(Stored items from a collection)
● ● ● ●
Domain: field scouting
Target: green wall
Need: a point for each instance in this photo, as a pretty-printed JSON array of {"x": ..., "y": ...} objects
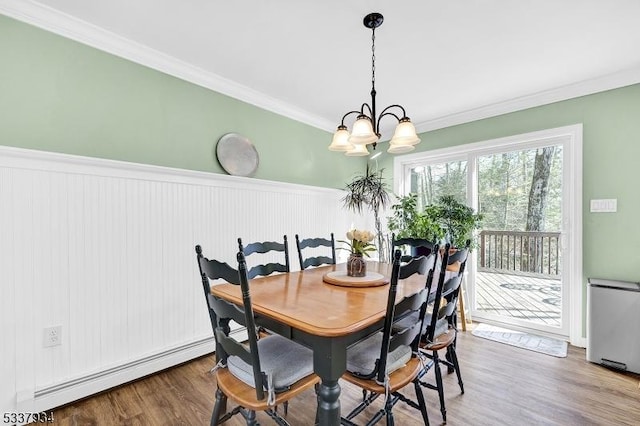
[{"x": 59, "y": 95}]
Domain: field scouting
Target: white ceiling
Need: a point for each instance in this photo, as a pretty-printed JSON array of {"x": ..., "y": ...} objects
[{"x": 446, "y": 62}]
● ● ● ●
== EXERCISE GOAL ==
Could you write out every line of the rows above, word for word, leaving out the pictures?

== WRITTEN RESPONSE ==
Domain: field scouting
Target: green wall
Need: a point for each instance in this photo, as a pretty-printed JSON array of {"x": ..., "y": ...} objects
[{"x": 59, "y": 95}]
Domain: field scouting
Target: white ceiling
Need: a point for each instance in this photo, as a pretty-printed JSON array of {"x": ..., "y": ...} objects
[{"x": 446, "y": 62}]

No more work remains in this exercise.